§ **RECORDED DATA**
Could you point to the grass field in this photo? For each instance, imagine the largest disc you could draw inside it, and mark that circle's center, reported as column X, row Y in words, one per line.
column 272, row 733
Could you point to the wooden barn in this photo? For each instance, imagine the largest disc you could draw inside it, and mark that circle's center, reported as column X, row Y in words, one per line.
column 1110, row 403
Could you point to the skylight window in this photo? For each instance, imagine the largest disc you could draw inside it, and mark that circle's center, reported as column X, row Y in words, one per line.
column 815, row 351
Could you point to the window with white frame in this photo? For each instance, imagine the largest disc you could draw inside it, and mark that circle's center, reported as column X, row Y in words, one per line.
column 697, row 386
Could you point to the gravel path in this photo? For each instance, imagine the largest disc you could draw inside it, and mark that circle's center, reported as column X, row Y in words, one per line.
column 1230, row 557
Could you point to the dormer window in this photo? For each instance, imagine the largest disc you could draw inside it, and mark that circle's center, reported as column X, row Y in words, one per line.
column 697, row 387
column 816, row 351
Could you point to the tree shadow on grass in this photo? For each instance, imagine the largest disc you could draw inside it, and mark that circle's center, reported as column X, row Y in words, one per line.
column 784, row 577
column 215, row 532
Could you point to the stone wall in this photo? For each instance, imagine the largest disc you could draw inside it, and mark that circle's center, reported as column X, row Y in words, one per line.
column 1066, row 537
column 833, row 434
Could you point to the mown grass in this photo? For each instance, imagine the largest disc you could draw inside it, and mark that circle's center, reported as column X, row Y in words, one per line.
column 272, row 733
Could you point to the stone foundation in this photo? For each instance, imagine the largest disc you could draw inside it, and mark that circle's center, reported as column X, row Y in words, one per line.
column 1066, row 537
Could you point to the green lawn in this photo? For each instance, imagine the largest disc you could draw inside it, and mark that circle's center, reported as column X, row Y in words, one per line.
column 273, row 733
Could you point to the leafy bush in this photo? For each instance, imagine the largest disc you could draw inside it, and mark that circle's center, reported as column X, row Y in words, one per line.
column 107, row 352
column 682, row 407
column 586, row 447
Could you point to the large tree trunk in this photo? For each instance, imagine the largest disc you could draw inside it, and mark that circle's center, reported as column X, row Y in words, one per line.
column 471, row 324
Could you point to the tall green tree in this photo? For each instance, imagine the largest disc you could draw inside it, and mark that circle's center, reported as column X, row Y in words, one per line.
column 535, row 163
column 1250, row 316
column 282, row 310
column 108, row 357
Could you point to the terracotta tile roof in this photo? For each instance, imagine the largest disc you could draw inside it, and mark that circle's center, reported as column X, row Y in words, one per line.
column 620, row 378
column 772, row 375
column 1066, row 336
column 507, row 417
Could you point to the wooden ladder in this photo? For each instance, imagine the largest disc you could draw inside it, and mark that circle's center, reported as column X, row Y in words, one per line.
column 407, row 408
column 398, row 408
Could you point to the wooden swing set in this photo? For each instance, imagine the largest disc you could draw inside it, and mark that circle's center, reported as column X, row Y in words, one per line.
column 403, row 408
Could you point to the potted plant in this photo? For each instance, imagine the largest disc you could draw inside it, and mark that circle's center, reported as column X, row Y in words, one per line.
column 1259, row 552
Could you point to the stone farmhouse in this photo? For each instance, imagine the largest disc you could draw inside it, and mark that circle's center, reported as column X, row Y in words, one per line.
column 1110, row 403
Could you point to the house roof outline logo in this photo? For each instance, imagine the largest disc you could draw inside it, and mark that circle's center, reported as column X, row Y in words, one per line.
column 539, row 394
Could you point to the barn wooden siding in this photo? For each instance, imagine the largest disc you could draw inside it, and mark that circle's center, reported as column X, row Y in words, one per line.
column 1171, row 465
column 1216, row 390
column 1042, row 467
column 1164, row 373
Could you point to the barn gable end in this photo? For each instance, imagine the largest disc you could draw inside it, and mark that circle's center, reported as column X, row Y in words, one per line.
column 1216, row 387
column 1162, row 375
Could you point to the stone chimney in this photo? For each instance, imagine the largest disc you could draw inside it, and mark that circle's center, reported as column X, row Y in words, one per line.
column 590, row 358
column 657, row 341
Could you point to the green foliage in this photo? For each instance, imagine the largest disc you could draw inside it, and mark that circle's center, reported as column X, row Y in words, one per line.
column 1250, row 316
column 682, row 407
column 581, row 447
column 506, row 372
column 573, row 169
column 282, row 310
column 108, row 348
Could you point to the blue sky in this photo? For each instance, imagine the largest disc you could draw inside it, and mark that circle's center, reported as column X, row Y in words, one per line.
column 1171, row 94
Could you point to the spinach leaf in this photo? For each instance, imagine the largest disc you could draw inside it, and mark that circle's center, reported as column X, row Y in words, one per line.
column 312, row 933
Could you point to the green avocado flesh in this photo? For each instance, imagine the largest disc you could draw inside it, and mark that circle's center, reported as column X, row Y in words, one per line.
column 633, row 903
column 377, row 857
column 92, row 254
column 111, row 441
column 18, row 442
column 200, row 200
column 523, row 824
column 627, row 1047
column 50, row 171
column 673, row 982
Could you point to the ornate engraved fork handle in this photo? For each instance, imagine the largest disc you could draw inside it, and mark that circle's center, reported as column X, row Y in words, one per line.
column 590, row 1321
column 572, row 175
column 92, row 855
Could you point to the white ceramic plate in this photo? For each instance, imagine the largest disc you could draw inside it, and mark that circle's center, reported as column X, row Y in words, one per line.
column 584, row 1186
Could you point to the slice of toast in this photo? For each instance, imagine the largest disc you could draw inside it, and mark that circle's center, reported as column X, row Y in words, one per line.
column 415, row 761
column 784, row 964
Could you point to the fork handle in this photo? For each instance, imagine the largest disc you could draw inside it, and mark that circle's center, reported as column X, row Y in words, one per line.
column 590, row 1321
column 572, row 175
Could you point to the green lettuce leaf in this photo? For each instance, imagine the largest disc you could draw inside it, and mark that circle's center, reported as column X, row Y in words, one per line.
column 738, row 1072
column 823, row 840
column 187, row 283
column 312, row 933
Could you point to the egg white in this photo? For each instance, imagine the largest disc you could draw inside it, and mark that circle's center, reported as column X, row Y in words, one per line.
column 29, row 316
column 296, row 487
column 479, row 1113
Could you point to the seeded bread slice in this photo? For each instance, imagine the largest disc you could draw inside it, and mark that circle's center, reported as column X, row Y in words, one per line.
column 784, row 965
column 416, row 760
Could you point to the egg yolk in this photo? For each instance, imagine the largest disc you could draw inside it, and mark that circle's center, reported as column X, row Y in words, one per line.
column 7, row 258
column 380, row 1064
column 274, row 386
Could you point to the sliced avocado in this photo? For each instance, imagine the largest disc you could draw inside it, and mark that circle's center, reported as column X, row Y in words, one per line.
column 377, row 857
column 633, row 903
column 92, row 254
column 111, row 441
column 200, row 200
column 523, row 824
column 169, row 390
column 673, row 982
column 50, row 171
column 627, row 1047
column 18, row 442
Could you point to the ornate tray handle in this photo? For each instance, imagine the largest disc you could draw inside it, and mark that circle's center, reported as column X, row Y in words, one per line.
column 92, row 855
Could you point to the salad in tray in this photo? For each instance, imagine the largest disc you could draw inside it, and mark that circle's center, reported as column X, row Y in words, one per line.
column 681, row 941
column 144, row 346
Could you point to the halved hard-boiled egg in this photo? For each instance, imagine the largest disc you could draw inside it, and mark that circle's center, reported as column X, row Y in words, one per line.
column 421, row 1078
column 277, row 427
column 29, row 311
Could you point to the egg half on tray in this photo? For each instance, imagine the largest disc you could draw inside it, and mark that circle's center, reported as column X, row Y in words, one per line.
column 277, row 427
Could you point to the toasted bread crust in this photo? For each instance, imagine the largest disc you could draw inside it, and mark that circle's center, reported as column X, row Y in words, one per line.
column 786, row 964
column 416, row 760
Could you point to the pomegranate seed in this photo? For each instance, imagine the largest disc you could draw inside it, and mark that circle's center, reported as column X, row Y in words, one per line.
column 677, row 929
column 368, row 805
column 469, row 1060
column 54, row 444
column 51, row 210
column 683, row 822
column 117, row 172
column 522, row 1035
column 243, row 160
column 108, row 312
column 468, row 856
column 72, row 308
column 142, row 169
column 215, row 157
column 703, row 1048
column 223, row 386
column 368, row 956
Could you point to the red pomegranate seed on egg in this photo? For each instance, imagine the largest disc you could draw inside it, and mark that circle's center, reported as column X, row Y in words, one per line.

§ **EXERCISE OBJECTIVE**
Reproduce the rows verbatim, beginning at the line that contains "Could you point to the green lettuce" and ending after the line that contains "column 274, row 386".

§ **REPLY**
Could you point to the green lettuce leaf in this photo? For each instance, imagine the largest disc you could draw inside it, and mark that circle's center, reported as column X, row Y in words, one per line.
column 738, row 1072
column 823, row 840
column 187, row 283
column 312, row 933
Could you point to the egg white in this photo? For each instance, imagine the largest disc you could draw inside it, and mark that circle's center, reported as column X, row Y in words, one per line.
column 29, row 316
column 296, row 487
column 479, row 1113
Could you point to the seeded bread slice in this photo? For each instance, imagine the largest disc you could draw inside it, and mark that circle's center, reported as column X, row Y in words, one per line.
column 784, row 965
column 416, row 760
Could you point to the egg yolk in this photo? For each instance, imagine the largest disc you could draw inside it, and mark that circle's center, reported as column X, row Y in words, one per line.
column 7, row 258
column 380, row 1064
column 274, row 386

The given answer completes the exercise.